> **TO DO**: Please state how many lines of the listing below contain the word "cabinet". Reply with the number alone.

> **DATA SUPPLIED**:
^^^^^^^^^^^^^^^^
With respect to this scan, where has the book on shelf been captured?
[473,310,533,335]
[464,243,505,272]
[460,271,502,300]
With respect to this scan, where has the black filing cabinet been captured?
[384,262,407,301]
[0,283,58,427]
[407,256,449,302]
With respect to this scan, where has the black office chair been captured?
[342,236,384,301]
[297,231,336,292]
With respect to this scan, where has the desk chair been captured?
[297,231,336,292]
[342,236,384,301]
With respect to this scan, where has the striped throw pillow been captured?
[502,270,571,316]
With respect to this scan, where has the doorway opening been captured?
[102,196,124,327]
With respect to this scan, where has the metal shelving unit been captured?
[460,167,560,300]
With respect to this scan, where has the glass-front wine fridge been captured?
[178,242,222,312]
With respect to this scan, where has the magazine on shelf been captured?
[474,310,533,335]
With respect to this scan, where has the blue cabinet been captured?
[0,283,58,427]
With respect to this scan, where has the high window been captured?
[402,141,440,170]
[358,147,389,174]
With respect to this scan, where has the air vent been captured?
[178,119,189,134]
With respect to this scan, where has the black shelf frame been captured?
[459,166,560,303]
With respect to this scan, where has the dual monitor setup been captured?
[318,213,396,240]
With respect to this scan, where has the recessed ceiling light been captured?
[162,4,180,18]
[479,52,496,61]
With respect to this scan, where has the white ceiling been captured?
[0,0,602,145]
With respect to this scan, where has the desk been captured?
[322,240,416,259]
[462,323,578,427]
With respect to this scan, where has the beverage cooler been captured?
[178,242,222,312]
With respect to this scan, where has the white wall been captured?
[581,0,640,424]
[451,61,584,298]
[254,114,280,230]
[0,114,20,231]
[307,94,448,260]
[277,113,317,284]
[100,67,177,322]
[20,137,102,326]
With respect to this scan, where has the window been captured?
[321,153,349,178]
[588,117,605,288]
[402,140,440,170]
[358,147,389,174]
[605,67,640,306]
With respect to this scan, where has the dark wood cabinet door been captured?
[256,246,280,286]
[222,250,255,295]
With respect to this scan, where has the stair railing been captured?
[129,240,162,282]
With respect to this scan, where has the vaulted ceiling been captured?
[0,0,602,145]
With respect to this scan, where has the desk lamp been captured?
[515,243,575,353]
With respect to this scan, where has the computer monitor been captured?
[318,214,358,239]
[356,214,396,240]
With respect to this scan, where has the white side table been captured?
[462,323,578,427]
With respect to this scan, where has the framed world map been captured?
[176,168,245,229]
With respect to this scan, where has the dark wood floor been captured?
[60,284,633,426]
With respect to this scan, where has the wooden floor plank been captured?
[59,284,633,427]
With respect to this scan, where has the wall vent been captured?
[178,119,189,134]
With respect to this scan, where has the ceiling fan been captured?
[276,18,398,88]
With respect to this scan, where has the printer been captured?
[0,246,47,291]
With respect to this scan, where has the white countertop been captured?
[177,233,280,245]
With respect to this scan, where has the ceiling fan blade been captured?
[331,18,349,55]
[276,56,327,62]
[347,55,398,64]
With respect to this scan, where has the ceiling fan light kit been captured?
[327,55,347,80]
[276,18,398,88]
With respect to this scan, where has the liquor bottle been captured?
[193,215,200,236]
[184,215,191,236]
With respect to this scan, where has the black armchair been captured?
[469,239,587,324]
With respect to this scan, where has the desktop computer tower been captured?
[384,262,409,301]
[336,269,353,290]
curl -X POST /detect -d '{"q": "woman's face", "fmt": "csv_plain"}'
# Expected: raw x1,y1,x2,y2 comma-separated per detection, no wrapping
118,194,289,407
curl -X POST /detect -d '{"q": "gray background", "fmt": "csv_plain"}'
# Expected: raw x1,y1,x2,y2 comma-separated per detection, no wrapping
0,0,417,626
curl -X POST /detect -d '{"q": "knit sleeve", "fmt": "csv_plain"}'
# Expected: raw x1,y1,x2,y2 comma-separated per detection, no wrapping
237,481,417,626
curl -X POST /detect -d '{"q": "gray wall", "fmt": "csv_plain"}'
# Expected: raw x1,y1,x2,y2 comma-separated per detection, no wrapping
^^^^^^^^^^^^^^^^
> **SOLVED EXERCISE**: 3